(begin)
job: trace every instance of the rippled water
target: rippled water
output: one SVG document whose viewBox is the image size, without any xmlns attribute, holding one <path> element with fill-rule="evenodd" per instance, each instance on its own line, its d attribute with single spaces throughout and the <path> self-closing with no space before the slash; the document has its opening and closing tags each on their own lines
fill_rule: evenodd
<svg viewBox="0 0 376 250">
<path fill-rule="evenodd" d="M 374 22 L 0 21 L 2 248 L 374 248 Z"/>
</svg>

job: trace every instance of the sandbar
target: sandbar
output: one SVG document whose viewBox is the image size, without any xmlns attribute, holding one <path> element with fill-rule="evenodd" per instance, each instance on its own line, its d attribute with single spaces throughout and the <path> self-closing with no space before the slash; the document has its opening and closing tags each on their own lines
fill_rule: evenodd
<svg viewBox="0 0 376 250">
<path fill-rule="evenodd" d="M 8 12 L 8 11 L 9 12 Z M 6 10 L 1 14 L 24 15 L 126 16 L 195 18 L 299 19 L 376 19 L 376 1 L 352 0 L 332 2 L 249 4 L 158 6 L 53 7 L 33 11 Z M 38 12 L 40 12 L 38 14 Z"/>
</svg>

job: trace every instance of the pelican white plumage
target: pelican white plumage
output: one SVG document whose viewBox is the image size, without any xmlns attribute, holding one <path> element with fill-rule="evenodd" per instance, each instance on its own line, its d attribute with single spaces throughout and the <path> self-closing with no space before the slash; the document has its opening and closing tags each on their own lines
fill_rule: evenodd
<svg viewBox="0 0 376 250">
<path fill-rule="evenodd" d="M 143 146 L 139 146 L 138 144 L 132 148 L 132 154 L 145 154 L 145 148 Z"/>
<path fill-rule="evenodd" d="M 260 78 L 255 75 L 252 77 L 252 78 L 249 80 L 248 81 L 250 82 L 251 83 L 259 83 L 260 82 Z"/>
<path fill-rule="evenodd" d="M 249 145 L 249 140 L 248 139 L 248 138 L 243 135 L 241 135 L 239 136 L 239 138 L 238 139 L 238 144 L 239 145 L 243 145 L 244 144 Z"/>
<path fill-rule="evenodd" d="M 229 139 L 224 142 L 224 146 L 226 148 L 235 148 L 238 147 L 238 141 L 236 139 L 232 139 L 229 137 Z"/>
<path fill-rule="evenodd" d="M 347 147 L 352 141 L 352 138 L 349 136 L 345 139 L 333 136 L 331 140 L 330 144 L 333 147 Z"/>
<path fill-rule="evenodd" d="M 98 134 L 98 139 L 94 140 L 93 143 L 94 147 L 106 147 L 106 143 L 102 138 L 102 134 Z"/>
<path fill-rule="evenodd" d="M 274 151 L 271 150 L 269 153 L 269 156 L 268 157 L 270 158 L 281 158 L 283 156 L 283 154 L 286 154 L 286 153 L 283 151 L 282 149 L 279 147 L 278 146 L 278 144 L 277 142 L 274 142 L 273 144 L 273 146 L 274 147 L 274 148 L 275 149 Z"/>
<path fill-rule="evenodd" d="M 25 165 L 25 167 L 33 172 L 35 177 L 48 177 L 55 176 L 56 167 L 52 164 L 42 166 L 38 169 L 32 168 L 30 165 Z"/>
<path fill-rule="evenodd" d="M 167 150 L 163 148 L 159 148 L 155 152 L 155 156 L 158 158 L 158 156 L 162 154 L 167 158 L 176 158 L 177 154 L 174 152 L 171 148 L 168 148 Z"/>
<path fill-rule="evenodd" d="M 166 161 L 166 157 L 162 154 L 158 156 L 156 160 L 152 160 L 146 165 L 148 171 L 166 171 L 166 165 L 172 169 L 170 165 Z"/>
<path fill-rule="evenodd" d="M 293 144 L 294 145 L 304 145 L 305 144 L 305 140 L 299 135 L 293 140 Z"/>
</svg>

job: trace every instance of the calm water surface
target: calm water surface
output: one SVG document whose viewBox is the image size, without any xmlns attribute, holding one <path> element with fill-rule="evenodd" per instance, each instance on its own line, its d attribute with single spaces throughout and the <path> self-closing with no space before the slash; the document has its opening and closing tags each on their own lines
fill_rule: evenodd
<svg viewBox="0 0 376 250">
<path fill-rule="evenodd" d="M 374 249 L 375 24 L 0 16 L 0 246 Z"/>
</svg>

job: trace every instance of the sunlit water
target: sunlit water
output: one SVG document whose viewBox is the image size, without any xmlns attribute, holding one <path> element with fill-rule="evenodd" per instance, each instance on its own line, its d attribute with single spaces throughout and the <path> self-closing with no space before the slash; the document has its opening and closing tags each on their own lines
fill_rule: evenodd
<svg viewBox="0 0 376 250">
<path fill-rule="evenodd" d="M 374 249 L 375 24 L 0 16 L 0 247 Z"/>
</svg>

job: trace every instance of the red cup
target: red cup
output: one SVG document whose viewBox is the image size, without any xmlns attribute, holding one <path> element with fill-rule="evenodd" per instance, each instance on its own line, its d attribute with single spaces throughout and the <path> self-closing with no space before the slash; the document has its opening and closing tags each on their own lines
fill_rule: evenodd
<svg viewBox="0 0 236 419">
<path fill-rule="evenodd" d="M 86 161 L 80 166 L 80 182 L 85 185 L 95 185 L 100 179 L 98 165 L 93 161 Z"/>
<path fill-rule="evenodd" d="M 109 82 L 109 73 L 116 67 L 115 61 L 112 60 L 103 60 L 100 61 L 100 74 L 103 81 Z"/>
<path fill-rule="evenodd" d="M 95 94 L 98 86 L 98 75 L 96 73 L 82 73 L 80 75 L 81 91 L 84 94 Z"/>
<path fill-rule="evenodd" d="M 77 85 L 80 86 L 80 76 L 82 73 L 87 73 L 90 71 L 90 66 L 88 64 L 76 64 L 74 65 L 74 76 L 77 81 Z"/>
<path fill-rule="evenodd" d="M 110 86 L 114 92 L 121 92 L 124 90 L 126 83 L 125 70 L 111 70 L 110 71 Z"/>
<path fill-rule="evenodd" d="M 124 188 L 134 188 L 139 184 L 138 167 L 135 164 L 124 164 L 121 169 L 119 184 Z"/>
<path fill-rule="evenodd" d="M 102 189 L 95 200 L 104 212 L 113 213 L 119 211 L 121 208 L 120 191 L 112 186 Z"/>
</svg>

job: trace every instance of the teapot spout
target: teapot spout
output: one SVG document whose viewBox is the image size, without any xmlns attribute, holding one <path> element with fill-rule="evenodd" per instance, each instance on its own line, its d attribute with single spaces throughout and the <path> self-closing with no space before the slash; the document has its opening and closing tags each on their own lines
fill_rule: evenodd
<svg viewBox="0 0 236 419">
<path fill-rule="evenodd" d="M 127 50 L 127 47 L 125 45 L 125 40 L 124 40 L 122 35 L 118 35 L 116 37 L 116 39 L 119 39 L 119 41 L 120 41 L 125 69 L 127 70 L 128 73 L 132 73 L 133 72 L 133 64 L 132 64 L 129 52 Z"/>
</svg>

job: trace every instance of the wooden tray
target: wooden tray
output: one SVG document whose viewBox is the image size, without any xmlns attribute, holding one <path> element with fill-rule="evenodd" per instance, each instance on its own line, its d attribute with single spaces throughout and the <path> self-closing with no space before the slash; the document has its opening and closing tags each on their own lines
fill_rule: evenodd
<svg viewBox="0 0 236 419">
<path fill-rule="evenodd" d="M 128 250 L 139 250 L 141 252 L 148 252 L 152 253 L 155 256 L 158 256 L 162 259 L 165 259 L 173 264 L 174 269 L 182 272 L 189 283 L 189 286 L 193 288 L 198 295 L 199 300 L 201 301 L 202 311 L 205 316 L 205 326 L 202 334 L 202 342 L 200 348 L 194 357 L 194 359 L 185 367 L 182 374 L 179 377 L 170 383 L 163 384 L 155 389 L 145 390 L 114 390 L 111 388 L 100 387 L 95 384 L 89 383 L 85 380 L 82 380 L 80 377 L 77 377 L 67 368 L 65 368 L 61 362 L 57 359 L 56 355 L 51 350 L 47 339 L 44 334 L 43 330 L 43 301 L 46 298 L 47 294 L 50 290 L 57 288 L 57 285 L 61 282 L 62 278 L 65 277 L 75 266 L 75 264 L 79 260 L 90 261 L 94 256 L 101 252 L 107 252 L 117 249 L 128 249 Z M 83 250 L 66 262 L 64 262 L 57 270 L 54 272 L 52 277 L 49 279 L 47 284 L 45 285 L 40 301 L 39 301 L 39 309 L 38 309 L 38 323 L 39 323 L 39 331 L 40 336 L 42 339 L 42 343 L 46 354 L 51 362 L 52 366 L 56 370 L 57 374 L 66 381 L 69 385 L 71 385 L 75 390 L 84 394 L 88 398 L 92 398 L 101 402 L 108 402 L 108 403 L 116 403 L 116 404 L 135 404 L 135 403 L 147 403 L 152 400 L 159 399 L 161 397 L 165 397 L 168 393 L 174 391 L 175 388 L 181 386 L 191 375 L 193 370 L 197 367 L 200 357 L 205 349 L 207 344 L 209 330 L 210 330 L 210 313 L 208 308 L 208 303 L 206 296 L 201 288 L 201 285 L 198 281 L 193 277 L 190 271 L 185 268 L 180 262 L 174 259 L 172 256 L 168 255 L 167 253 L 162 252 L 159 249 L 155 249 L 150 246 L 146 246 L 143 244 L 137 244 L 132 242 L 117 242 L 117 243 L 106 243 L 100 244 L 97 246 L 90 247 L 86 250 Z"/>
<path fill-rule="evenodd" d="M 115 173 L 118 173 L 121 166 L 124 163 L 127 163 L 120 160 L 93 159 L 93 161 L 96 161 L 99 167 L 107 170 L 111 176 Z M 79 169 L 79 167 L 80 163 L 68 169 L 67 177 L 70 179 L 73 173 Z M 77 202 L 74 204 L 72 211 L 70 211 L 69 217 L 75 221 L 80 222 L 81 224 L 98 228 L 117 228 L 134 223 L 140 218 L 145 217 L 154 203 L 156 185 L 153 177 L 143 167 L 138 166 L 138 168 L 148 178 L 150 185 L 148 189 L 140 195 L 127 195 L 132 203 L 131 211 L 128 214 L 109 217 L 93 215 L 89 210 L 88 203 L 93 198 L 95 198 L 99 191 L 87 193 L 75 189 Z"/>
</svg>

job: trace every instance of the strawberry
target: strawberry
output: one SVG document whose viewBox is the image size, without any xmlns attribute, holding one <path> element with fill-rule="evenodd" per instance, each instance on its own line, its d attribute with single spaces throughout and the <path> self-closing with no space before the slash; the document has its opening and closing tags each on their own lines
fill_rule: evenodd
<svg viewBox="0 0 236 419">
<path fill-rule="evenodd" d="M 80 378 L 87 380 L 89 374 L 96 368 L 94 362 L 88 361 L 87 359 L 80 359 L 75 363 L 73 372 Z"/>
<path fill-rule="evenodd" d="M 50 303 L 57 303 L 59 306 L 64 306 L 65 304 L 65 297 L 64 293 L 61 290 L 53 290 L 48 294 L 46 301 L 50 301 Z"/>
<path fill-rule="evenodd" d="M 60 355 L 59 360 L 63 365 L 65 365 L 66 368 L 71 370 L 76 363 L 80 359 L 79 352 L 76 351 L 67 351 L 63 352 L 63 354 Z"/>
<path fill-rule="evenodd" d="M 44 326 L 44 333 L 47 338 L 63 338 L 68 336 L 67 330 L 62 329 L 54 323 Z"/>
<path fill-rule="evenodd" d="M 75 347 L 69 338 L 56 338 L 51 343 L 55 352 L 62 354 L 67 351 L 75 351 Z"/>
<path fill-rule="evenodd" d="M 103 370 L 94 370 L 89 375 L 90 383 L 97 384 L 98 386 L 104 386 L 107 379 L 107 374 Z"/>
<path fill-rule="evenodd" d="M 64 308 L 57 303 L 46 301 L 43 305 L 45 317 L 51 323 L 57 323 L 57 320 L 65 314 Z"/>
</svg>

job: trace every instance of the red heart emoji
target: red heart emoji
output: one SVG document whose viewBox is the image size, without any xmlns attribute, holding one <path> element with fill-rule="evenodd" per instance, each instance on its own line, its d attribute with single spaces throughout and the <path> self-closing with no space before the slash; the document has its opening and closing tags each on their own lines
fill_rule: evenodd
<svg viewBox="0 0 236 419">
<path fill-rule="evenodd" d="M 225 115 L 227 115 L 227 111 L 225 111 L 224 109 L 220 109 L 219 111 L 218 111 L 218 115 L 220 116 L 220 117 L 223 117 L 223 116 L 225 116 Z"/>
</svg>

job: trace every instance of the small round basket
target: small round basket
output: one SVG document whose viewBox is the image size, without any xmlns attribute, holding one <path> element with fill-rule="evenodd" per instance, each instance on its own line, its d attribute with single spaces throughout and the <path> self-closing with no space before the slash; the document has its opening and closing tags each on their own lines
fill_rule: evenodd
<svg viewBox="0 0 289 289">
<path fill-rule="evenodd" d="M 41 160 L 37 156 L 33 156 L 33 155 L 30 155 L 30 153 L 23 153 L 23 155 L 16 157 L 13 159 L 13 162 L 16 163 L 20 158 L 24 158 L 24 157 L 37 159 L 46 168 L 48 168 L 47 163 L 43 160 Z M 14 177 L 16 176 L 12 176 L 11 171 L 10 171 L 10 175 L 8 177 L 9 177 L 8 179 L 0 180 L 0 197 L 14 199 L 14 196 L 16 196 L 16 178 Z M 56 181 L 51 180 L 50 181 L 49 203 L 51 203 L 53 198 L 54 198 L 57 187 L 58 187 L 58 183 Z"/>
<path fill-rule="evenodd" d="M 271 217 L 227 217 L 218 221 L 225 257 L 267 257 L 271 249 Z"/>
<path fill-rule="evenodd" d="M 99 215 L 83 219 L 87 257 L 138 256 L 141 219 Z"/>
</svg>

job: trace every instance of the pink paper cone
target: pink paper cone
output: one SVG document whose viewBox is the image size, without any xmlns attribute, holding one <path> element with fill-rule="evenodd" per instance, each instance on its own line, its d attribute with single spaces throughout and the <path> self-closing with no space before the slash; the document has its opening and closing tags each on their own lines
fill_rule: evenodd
(end)
REQUIREMENT :: Exact repetition is required for the lines from the one that contains "job: trace every instance of the pink" through the final line; leave out everything else.

OUTPUT FOR THIS EXERCISE ::
job: trace every instance of the pink paper cone
target: pink paper cone
output: one SVG document whose viewBox is the image size, without any xmlns attribute, holding one <path> element with fill-rule="evenodd" per instance, each instance on its own line, its d attribute with single spaces throughout and the <path> self-closing with no space before the slash; the document has its opening and closing tags each on their own lines
fill_rule: evenodd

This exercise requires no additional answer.